▶ [Goal a] Copy the passage of the CEO compensation excerpt from "Mr. Kanas is" to "has been earned.".

───── Excerpt

COMPENSATION OF CHIEF EXECUTIVE OFFICER

     In assessing appropriate types and amounts of compensation for the Chief
Executive Officer, the Committee evaluates both corporate and individual
performance. Corporate factors included in the evaluation are return on
stockholders' equity, return on assets, levels and changes in non-performing
assets, the market price of the Common Stock and the Company's performance
compared to peer group institutions. Individual factors include the CEO's
initiation and implementation of successful business strategies, formation of an
effective management team and various personal qualities, including leadership.

     The Committee believes that Chairman and CEO Kanas deserves much credit for
the Company's excellent financial performance in recent years, including in
1999. The discipline required to increase earnings in a fiercely competitive
commercial banking environment starts at the top. North Fork's profitability and
efficiency are a testimony to Mr. Kanas's ability to maintain discipline and
instill dedication throughout the organization, and reflect his personal
commitment to a hands-on management style.

     The Committee also attributes to Mr. Kanas much of the credit for the
success of the Company's external expansion program. In 1999, the Company
reached agreement to acquire two substantial in-market thrift institutions,
Reliance Bancorp, Inc. and JSB Financial, Inc. The acquisitions closed in
February 2000.

     Mr. Kanas is the driving force behind North Fork's emergence as a
significant regional bank. His strategies have proved successful. The Committee
notes that the demands on the time and effort of Mr. Kanas and the other members
of his senior management team have been extraordinary. His (and their) overall
compensation in recent years has been earned.

                                       25
<PAGE>   29

     For all the reasons cited above, the Committee recommended to the full
Board at year-end 1999 that Mr. Kanas's salary be increased by 30 percent (and
it was) and determined that the cash bonus actually paid to him under the Bonus
Plan, although below the objectively determined plan maximum, would be increased
by 25 percent over his 1998 bonus. The Committee also made year-end awards to
Mr. Kanas of options to acquire 50,000 shares and 50,000 shares of restricted
stock, moderately higher than the total stock awards given him at year-end 1998.

     Committee members:

          Allan C. Dickerson, Chairman
          Lloyd A. Gerard
          George H. Rowsom

                                RETIREMENT PLANS

     Executive officers of the Company participate in a retirement plan (the
"Retirement Plan"), which is a defined benefit plan maintained and administered
by the Company. The Retirement Plan covers all employees who have attained age
21, completed at least one year of service and worked a minimum of 1,000 hours
per year. A participant becomes 100 percent vested under the Retirement Plan
after five years of service.

──────────
───── Records for this task

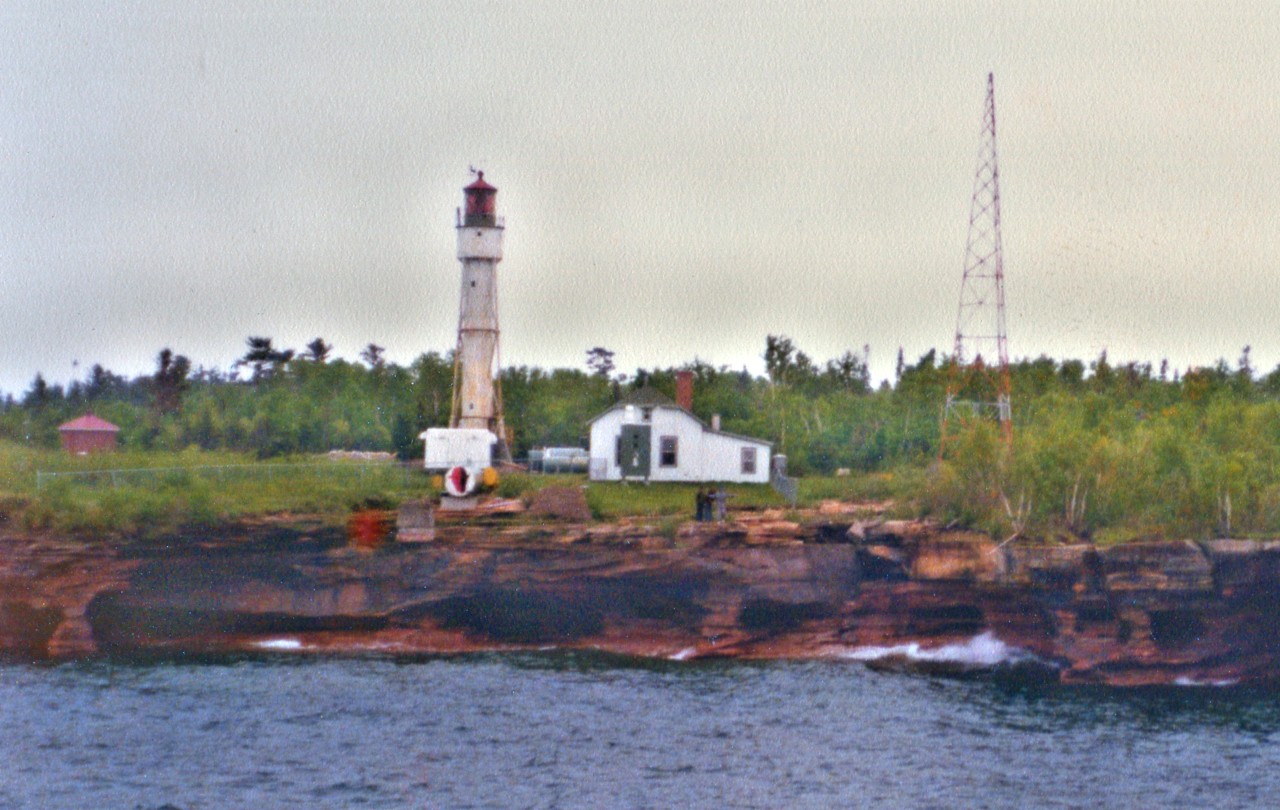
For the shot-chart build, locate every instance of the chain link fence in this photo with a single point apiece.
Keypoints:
(228, 474)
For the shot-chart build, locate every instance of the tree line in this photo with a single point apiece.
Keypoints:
(1097, 444)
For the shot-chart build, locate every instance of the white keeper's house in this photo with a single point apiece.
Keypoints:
(647, 436)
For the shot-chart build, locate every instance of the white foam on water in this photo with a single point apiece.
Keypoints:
(981, 651)
(1185, 681)
(279, 644)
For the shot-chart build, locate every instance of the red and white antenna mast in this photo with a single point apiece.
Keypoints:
(979, 383)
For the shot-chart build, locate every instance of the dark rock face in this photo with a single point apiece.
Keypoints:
(1133, 614)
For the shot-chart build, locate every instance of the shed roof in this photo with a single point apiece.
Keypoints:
(90, 422)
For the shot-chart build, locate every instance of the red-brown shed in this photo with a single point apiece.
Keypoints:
(87, 434)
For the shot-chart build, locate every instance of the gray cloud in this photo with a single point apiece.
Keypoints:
(679, 181)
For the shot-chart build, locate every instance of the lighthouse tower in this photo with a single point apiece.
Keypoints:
(476, 393)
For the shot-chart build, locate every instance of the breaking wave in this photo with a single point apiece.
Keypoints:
(1185, 681)
(982, 651)
(279, 644)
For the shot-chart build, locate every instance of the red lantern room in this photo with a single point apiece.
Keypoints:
(480, 204)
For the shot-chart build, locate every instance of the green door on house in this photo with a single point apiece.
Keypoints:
(634, 445)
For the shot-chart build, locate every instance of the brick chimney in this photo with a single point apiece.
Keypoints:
(685, 390)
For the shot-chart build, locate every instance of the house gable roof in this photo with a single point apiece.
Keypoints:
(90, 422)
(652, 398)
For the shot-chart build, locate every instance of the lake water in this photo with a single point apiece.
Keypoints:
(572, 730)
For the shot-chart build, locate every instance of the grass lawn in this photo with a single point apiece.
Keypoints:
(155, 493)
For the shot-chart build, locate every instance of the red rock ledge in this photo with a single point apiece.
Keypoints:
(1142, 613)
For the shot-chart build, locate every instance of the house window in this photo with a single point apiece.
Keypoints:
(667, 452)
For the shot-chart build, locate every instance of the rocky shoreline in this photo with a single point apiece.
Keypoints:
(1156, 612)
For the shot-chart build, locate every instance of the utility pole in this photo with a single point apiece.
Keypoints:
(978, 384)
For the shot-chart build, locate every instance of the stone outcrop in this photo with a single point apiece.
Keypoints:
(1142, 613)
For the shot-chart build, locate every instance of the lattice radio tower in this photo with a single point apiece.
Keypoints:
(978, 384)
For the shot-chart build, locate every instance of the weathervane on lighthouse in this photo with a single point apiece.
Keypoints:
(476, 434)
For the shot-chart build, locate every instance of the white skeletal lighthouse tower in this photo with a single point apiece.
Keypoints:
(476, 393)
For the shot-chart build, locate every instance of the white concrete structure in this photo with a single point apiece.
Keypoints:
(647, 436)
(476, 410)
(458, 447)
(475, 399)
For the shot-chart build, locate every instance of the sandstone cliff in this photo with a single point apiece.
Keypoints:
(1142, 613)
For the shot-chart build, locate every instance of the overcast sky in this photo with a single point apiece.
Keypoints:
(679, 179)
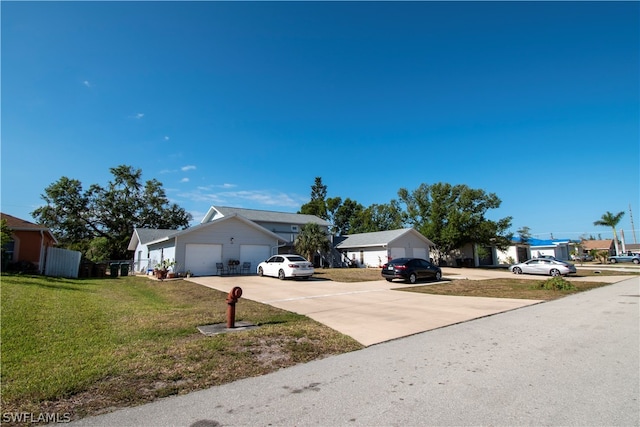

──────────

▶ [Goal b] Please repeat the rows from the line with "the white skeletal" through the end of the rows, leaving out any pictures.

▶ [Worked answer a]
Mr. Kanas is the driving force behind North Fork's emergence as a
significant regional bank. His strategies have proved successful. The Committee
notes that the demands on the time and effort of Mr. Kanas and the other members
of his senior management team have been extraordinary. His (and their) overall
compensation in recent years has been earned.

▶ [Worked answer b]
For the shot-chart build, locate every instance of the white skeletal lighthouse tower in this photo with a single point apiece.
Keypoints:
(476, 393)
For the shot-chart build, locate every instance of the white concrete structure in this photo with a single point apiece.
Keypoints:
(647, 436)
(476, 410)
(458, 447)
(475, 399)
For the shot-chart build, locate every instance of the sandstone cliff in this photo with a single point apiece.
Keypoints:
(1142, 613)
For the shot-chart build, locate every instance of the overcast sky in this photo with a single point apiece.
Keypoints:
(679, 179)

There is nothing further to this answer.